= Request =
Can you format the records below as a JSON list of strings, one string per line with blank lines left out, covering everything from the start of the records up to and including the line that contains "box: [292, 532, 314, 660]"?

Input for this task section start

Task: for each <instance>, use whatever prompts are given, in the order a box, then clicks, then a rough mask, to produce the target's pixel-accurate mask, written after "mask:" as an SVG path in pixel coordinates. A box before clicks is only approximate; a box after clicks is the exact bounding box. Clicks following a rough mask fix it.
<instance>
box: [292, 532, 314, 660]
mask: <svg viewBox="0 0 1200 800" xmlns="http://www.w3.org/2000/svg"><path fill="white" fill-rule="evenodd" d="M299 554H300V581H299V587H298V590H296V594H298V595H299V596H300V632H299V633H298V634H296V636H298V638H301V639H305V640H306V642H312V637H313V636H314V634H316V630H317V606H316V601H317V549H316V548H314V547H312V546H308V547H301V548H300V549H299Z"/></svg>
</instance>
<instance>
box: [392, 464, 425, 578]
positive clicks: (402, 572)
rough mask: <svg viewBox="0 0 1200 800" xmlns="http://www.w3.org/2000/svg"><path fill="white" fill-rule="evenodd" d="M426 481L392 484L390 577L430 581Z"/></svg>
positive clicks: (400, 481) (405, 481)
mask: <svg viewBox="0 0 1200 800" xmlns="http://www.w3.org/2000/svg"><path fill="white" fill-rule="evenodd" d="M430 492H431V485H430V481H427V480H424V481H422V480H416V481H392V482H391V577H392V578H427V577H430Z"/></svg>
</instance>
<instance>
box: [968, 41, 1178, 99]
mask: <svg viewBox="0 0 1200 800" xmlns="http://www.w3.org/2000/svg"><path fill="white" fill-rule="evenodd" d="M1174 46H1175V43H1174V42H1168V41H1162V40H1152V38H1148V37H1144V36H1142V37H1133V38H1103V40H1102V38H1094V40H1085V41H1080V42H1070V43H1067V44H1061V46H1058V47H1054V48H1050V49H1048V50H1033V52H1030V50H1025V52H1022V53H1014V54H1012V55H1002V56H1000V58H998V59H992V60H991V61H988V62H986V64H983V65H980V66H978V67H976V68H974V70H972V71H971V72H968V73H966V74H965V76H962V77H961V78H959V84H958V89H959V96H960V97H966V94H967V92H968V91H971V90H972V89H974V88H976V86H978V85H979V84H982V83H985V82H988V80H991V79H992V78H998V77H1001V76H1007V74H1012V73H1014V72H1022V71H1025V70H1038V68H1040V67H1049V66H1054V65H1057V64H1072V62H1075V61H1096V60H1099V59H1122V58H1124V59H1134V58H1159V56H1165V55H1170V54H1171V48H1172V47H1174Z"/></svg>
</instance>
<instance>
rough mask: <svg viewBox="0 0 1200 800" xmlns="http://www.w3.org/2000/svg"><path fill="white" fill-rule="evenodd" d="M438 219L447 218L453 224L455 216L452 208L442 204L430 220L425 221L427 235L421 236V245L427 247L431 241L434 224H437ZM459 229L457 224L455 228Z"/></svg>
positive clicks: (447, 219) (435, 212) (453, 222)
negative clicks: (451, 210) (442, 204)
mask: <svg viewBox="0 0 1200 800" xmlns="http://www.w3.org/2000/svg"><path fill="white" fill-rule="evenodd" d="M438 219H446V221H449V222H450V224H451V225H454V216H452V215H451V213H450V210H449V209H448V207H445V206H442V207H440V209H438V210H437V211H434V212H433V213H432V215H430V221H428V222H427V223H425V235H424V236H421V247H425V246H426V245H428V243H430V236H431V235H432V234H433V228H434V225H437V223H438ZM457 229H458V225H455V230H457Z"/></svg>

Input for this task section end

= Output of the exercise =
[
  "Task: for each <instance>, use whatever prompts are given, in the order a box, then clicks, then a rough mask, to produce the target's pixel-accurate mask, written after \"mask:\" as an SVG path in pixel coordinates. A box before clicks is only approximate; a box after clicks is the exact bounding box. Clicks following a rough mask fix it.",
  "<instance>",
  "box: [292, 532, 314, 660]"
]